(Dataset entries)
▼
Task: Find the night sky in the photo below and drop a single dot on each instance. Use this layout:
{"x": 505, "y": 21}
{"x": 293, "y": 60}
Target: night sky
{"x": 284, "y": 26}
▲
▶ **Exercise task**: Render the entries above as a JSON array of strings, one string per line, with blank lines omitted.

▶ **Solution**:
[
  "Task: Find the night sky in the photo below and drop a single dot on each instance. Use this layout:",
  "{\"x\": 505, \"y\": 21}",
  "{\"x\": 293, \"y\": 60}",
  "Target: night sky",
  "{\"x\": 284, \"y\": 26}"
]